══ Page

A Japanese chill nips Silicon Valley. Buying stakes in US chipmakers has market strategists worried
America's high technology can be had for a song. Or so think the Japanese. Last week, Fujitsu Ltd. announced plans to merge with Fairchild Semiconductor Corporation, a division of New York-based Schlumberger Ltd. The price: about $250 million for an 80 percent stake in the company, which analysts figure is a bargain for one of this country's cutting-edge technology firms.
Some observers, like Brian Wynne at the American Electronics Association, consider the deal ``on the scary side in its implications.''
Others are not convinced the Fujitsu deal spells a trend. ``We may see one or two or three more,'' says Kenneth Flamm, a technology specialist at the Brookings Institution, ``but we won't see Japanese flags planted all over Silicon Valley.''
Still, the stakes are sufficiently high that the proposed merger is sending shivers through Silicon Valley and the Defense Department. Ultimately, semiconductors, the ``brains'' of computers, are the key to America's defense technology and its ability to compete in the world consumer market.
Their strategic value has not, however, insulated US semiconductor companies from fierce price cutting and a prolonged market slump, which have battered down their stock prices (see chart), making them vulnerable to takeovers.
And the Japanese are in the best position to buy. On top of the depressed stock prices, the dollar's 40 percent decline makes them even cheaper in yen terms. And while price slashing has taken its toll on the earnings of Japanese companies, the big players are so diversifed that they can absorb it.
Japan's top chipmakers -- NEC, Hitachi, and Toshiba, which ranked Nos. 1, 4, and 5 in the world last year -- make money hand over fist in consumer electronics. America's biggest chip companies don't have such a cushion.
Then there's the political issue. Last summer, amid charges of dumping semiconductors on American soil at below-cost prices, the Japanese agreed to sell semiconductors at ``fair market value.'' But that agreement appies to imports only.

════

*Problem set*
1) Revise the passage of the chipmaker article between "Their strategic value" and "can absorb it.", inclusive, so that "takeovers" becomes "acquisitions".
2) Answer these questions from the chipmaker article:
(a) What price did Fujitsu plan to pay, and for what size stake in Fairchild Semiconductor?
(b) By what percentage has the dollar declined?
(c) What world rankings did NEC, Hitachi, and Toshiba hold last year?

══ Provided information

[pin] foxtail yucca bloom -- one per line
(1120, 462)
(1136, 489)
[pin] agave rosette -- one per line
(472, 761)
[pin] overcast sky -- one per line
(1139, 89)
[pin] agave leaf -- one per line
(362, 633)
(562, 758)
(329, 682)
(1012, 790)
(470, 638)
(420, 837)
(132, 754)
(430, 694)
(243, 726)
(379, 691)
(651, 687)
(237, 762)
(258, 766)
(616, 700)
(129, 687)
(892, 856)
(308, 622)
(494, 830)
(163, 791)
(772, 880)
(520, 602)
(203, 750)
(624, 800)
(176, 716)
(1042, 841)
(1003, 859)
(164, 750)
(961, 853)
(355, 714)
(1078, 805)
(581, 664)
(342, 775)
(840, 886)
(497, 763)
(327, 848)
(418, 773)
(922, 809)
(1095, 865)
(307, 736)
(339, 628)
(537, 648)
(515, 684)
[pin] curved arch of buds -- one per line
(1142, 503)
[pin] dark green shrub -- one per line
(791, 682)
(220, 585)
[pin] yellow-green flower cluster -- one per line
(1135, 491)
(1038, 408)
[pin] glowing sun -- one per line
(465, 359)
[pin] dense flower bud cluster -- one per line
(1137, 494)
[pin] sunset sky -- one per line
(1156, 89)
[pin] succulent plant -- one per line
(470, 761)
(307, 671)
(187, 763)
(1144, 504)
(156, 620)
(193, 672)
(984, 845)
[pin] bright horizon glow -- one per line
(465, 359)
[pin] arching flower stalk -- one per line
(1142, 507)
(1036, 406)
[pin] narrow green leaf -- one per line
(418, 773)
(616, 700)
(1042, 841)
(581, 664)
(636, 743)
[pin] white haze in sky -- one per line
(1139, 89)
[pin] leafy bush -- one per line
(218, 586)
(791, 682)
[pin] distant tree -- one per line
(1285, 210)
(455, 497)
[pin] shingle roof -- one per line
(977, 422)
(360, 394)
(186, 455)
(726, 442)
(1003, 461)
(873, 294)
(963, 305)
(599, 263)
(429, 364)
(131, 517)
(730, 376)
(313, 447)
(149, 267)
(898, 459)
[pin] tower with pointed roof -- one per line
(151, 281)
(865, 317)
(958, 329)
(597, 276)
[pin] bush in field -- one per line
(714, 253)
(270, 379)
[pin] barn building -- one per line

════

*The answers*
1)
Their strategic value has not, however, insulated US semiconductor companies from fierce price cutting and a prolonged market slump, which have battered down their stock prices (see chart), making them vulnerable to acquisitions.
And the Japanese are in the best position to buy. On top of the depressed stock prices, the dollar's 40 percent decline makes them even cheaper in yen terms. And while price slashing has taken its toll on the earnings of Japanese companies, the big players are so diversifed that they can absorb it.

2)
(a) About $250 million for an 80 percent stake.
(b) 40 percent.
(c) NEC ranked No. 1, Hitachi No. 4, and Toshiba No. 5.